[Region pointing data]
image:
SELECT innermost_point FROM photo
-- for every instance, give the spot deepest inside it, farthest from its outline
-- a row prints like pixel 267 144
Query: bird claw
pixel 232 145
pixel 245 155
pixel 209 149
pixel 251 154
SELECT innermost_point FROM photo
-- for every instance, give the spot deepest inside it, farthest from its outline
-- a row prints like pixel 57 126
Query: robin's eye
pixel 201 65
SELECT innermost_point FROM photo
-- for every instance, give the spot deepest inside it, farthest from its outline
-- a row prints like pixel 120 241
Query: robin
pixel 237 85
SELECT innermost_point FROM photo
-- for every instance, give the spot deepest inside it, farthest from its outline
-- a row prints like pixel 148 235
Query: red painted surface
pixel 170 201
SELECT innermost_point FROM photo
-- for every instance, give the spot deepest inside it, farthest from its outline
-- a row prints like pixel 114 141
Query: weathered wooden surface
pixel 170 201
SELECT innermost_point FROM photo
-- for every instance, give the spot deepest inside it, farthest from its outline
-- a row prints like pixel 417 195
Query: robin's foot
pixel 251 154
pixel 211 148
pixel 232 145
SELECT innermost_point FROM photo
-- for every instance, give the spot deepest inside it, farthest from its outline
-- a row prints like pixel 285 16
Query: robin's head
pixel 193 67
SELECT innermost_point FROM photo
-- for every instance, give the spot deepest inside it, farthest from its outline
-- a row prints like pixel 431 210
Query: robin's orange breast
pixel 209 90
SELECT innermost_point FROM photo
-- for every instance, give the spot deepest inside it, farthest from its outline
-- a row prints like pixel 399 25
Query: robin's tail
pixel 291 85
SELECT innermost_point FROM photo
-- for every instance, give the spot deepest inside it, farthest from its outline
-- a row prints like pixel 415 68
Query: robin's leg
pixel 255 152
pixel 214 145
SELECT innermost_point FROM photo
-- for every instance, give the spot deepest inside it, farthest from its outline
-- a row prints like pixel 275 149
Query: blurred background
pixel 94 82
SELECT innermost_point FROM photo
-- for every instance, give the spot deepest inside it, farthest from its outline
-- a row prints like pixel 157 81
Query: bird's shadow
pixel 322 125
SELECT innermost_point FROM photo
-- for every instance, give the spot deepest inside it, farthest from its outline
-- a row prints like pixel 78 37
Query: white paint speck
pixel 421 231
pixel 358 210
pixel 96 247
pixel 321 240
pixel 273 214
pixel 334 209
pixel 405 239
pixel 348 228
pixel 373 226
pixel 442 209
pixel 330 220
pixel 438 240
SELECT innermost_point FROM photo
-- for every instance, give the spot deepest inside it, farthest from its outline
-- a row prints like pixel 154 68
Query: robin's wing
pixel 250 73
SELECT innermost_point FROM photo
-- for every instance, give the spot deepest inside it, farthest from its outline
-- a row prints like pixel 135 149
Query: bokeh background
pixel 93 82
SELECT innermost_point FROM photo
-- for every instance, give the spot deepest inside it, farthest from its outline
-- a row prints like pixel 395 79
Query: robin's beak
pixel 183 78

- [Brief] All the data above must be copied again. Leave nothing out.

- [Result below]
image:
SELECT innermost_point FROM photo
-- for every instance, give the spot deepest inside it, farthest from its outline
-- a row prints like pixel 267 144
Query: bird claw
pixel 232 145
pixel 245 155
pixel 209 149
pixel 251 154
SELECT innermost_point FROM photo
-- for every instance, give the spot deepest inside it, farthest from its outline
-- a row prints like pixel 57 126
Query: robin's eye
pixel 201 65
SELECT innermost_point FROM photo
-- for every instance, give the spot deepest inside it, farthest from its outline
-- a row prints like pixel 120 241
Query: robin
pixel 237 85
SELECT innermost_point FROM photo
-- for every instance, give the spot deepest inside it, farthest from its outline
-- a row prints like pixel 148 235
Query: red painted surface
pixel 170 201
SELECT innermost_point FROM photo
-- for every instance, give the spot deepest inside it, farthest from its outline
-- a row prints like pixel 114 141
Query: weathered wooden surface
pixel 170 201
SELECT innermost_point FROM photo
-- for every instance, give the spot deepest inside it, farthest from its outline
-- a row prints like pixel 417 195
Query: robin's foot
pixel 251 154
pixel 211 148
pixel 232 145
SELECT innermost_point FROM photo
-- for every instance, give the spot deepest inside it, farthest from its outline
-- a row prints like pixel 285 16
Query: robin's head
pixel 193 67
SELECT innermost_point FROM photo
-- for every instance, give the spot deepest inside it, farthest from its outline
-- a row prints like pixel 431 210
Query: robin's orange breast
pixel 209 90
SELECT innermost_point FROM photo
-- for every instance, give the spot deepest inside it, farthest from its outline
-- a row prints like pixel 399 25
Query: robin's tail
pixel 291 85
SELECT innermost_point FROM photo
-- for every instance, give the spot deepest inside it, farthest from its outline
-- a row prints like pixel 415 68
Query: robin's leg
pixel 255 152
pixel 214 145
SELECT innermost_point FROM photo
-- for every instance, give the spot deepest inside it, farthest from its outline
-- a row prints like pixel 275 149
Query: blurred background
pixel 94 82
SELECT innermost_point FROM photo
-- for every instance, give the spot deepest inside it, farthest from its outline
-- a row prints like pixel 157 81
Query: bird's shadow
pixel 322 125
SELECT innermost_point FROM photo
-- for every instance, give the spot deepest inside it, farthest from its outline
-- a row prints like pixel 78 37
Query: white paint speck
pixel 421 231
pixel 358 210
pixel 96 247
pixel 321 240
pixel 273 214
pixel 334 209
pixel 405 239
pixel 348 228
pixel 373 226
pixel 442 209
pixel 330 220
pixel 438 240
SELECT innermost_point FROM photo
-- for every instance, give the spot deepest inside it, farthest from its outline
-- a row prints like pixel 154 68
Query: robin's wing
pixel 250 73
SELECT innermost_point FROM photo
-- for every instance, give the spot deepest inside it, farthest from its outline
-- a row prints like pixel 135 149
Query: bokeh background
pixel 93 82
SELECT innermost_point FROM photo
-- for every instance, give the spot deepest inside it, farthest from its outline
-- a row prints like pixel 395 79
Query: robin's beak
pixel 183 78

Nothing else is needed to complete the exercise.